- [Raw records]:
* * * * * * *
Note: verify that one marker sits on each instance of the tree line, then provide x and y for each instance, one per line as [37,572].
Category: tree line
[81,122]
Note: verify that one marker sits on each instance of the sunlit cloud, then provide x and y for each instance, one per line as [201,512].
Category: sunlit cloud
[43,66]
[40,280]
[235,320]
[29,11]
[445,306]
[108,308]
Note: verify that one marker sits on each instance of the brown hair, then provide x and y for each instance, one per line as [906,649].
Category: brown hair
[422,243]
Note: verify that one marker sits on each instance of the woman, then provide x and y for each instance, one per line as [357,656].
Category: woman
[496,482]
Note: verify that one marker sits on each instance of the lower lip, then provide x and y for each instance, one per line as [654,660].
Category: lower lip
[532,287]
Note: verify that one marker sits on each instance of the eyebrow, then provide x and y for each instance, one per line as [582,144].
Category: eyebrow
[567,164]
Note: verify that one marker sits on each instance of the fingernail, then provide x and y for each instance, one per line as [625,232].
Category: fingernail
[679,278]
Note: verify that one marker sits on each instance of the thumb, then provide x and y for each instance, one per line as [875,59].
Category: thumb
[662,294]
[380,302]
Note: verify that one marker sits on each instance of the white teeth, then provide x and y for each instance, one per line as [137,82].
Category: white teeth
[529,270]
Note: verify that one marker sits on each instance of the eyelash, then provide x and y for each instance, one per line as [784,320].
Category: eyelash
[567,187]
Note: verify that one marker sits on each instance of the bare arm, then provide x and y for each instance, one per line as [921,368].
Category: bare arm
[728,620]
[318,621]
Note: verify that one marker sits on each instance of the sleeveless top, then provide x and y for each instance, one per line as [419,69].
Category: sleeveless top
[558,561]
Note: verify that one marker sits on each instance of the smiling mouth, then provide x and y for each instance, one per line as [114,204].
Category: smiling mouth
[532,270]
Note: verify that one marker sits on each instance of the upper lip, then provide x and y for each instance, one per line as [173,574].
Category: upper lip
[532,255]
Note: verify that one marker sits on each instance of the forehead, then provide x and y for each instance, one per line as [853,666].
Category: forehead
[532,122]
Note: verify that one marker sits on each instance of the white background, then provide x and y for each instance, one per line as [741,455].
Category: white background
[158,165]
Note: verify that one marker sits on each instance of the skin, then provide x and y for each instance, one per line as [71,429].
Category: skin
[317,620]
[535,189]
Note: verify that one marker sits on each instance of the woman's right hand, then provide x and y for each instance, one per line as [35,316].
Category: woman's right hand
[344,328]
* * * * * * *
- [Task to carry out]: The records above must be repeated exactly, every one of them.

- [Result of this exercise]:
Note: verify that one marker sits on each instance of the tree line, then provide x and y for each instance, one per line as [37,572].
Category: tree line
[81,122]
Note: verify that one marker sits on each instance of the sunlit cloud, then provide x and y for each instance, one per line as [201,512].
Category: sunlit cloud
[43,66]
[40,280]
[235,320]
[29,11]
[445,306]
[108,308]
Note: verify that one marker sits on each instance of the brown hair, then provide x and y for each instance, one per line as [906,649].
Category: brown hair
[422,243]
Note: verify that one marker sits on each instance of the woman, then provide x and y for each instance, one per line as [357,656].
Category: woman
[496,482]
Note: verify that one marker sits on each instance of the lower lip, then provide x and y for each instance, one per line as [654,660].
Category: lower lip
[532,287]
Note: verify that one marker sits on each instance of the eyebrow, then provide x and y for each instance, one per line as [582,144].
Category: eyebrow
[567,164]
Note: verify that one marker sits on each instance of the fingernail, then provide x and y for each instance, one per line as [625,232].
Category: fingernail
[679,278]
Note: verify that one marker sits on each instance of the thumb, then provide x and y for each instance, one per line as [875,59].
Category: thumb
[662,294]
[380,302]
Note: verify that one marker sits on each instance of the white teeth, then provide x and y for each instance, one per line as [137,82].
Category: white teeth
[529,270]
Note: verify that one marker sits on each instance of the eyelash, then provide x and y for each instance, one per line as [784,320].
Category: eyelash
[567,187]
Note: verify that one marker sits on each instance of the bare arm, then provide x and y for each instance, one per line as [921,368].
Category: bare arm
[728,620]
[318,621]
Note: verify that one marker sits on each instance of the sleeveless top, then provide x and y for each instance, one per line as [419,69].
Category: sleeveless top
[558,561]
Note: verify that one marker sits on each instance of the smiling mouth, then provide x and y for each instance, one per line as [114,204].
Category: smiling mouth
[532,270]
Note: verify that one marker sits on each instance of the upper lip, then provide x and y for each instance, one per line as [173,574].
Category: upper lip
[532,255]
Note: verify that one marker sits on each instance of the forehead, then provide x and y for each instance, one per line as [853,666].
Category: forehead
[532,122]
Note: verify that one marker sits on each instance of the white background, then provide x and y for each instance, one per line as [741,455].
Category: white background
[158,165]
Note: verify that one marker sits on each instance of the skin, then provide x and y for each instance, one per line as [71,429].
Category: skin
[317,620]
[535,189]
Note: verify that one marker sits on each instance of the woman's right hand, then provide x and y for each instance, one per line as [35,316].
Category: woman's right hand
[344,328]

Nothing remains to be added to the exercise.